** Opening Provided data block **

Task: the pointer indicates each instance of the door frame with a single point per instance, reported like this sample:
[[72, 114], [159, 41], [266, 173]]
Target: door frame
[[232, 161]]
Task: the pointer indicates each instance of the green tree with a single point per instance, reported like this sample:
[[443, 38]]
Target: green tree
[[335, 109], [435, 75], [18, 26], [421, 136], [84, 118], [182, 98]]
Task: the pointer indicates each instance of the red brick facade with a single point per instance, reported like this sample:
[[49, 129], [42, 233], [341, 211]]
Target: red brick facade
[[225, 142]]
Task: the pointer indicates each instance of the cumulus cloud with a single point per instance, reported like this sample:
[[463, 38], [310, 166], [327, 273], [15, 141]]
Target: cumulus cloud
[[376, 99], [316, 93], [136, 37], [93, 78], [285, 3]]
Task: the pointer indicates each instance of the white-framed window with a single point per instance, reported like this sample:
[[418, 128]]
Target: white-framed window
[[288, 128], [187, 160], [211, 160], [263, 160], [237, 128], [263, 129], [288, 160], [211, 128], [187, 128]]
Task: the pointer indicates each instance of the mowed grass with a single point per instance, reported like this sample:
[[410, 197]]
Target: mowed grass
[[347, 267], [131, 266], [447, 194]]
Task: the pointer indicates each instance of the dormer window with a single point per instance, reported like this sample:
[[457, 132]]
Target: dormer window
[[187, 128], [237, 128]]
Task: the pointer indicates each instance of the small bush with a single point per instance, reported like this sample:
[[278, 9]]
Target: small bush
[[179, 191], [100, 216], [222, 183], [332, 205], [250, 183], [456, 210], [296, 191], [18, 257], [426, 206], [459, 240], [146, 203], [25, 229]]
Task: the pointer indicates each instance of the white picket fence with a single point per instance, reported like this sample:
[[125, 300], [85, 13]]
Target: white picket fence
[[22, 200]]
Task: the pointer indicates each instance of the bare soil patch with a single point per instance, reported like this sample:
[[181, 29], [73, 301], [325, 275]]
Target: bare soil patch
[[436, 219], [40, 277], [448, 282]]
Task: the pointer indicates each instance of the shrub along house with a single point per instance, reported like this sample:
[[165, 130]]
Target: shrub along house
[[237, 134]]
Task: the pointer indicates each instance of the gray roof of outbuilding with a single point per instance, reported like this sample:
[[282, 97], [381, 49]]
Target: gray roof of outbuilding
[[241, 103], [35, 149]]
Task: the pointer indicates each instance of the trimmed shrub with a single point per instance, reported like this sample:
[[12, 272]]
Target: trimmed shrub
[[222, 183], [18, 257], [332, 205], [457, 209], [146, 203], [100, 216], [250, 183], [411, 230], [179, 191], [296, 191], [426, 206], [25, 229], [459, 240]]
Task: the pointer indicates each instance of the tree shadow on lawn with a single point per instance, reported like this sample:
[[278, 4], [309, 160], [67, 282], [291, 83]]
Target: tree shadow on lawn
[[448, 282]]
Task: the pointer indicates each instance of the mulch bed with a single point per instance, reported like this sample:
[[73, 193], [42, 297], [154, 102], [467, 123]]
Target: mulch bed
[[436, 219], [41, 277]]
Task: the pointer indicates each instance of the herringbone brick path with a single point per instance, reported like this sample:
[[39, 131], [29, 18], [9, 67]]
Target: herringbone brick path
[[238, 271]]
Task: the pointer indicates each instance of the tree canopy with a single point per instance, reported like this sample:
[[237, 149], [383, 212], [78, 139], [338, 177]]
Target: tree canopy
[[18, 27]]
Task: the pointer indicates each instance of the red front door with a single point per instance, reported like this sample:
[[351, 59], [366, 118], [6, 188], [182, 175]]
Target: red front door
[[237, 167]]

** Closing Provided data block **

Exercise details -
All records above are to be returned exactly as given.

Task solution -
Task: the pointer indicates each instance of the door frame with a single point per instance, reported like this sample:
[[72, 114], [159, 41], [266, 173]]
Target: door frame
[[232, 161]]
Task: the pointer indicates each instance of the green tree with a single point per instance, reported like this sample:
[[443, 38]]
Target: green tree
[[335, 109], [435, 75], [18, 26], [421, 136], [84, 118], [182, 98]]
Task: the pointer indicates each instance of the red brick facade with a single point per instance, reported like this sample:
[[49, 129], [42, 233], [341, 211]]
Target: red brick facade
[[225, 142]]
Task: the pointer indicates each instance of the cumulus cloud with a single point per instance, reported like this sample:
[[463, 38], [310, 166], [327, 273], [15, 141]]
Target: cumulus cloud
[[376, 99], [316, 93], [136, 37], [93, 78], [285, 3]]
Task: the pointer indicates each instance of the white-framed window with a single point per instance, reported like this sample:
[[418, 128]]
Target: white-framed window
[[288, 128], [187, 160], [211, 160], [263, 160], [237, 128], [263, 129], [288, 160], [211, 128], [187, 128]]
Task: the pointer indicates each instance of the mowed grass with a single point per instance, reported like this sample:
[[410, 197]]
Target: mowed grass
[[347, 267], [131, 266], [447, 194]]
Task: the pointer indicates each instance of the dormer window with a single point per instance, reported like this sample:
[[457, 132]]
Target: dormer window
[[187, 128], [237, 128]]
Task: the pointer indicates each instance of the small bush with a single point per instance, reported like this sample:
[[278, 9]]
Target: small bush
[[179, 191], [100, 216], [222, 183], [332, 205], [250, 183], [456, 210], [296, 191], [18, 257], [426, 206], [459, 240], [146, 203], [25, 229]]
Task: the pointer indicates each instance of the white picket fence with a single point per instance, reported like this sample:
[[125, 300], [85, 13]]
Target: white picket fence
[[22, 200]]
Task: the pointer indicates each instance of the bare soil patch with a single point per instance, reported like this sample:
[[181, 29], [73, 301], [325, 275]]
Target: bare soil patch
[[436, 219], [40, 277], [448, 282]]
Task: the pointer indicates each instance of the shrub along house with a single point per instance, reported like this sample:
[[165, 130]]
Target: shrub along house
[[237, 134]]
Task: the pointer indicates each instance of the gray roof of outbuilding with a single point per instance, reported like this sample:
[[282, 97], [381, 49]]
Target: gray roof of outbuilding
[[241, 103], [35, 149]]
Task: the pointer indicates each instance of the trimmed shrub with a single point per instance, reported like this sample:
[[12, 272]]
Target: trimmed shrub
[[222, 183], [18, 257], [332, 205], [457, 209], [146, 203], [100, 216], [250, 183], [411, 230], [179, 191], [296, 191], [426, 206], [25, 229], [459, 240]]
Task: the pointer indicates each instance of the tree shadow on lawn with a single point per instance, reported like this sample:
[[278, 4], [309, 160], [67, 282], [291, 83]]
Target: tree shadow on lawn
[[448, 282]]
Task: the pointer indicates each instance of the mulch bed with a single point per instance, reported like this sample:
[[73, 193], [42, 297], [154, 102], [467, 123]]
Target: mulch bed
[[436, 219], [41, 277]]
Task: the pointer indicates each instance of the herringbone brick path with a single point per instance, reported like this sample:
[[39, 131], [29, 18], [9, 67]]
Target: herringbone brick path
[[238, 271]]
Task: the pointer indicates each instance of the tree canopy with a single point per instance, reported like this sample:
[[237, 149], [383, 212], [78, 139], [338, 177]]
Target: tree canopy
[[18, 27]]
Task: the pointer indicates each instance of the red front door with a single point per instance, reported like this sample:
[[351, 59], [366, 118], [6, 188], [182, 175]]
Target: red front door
[[237, 167]]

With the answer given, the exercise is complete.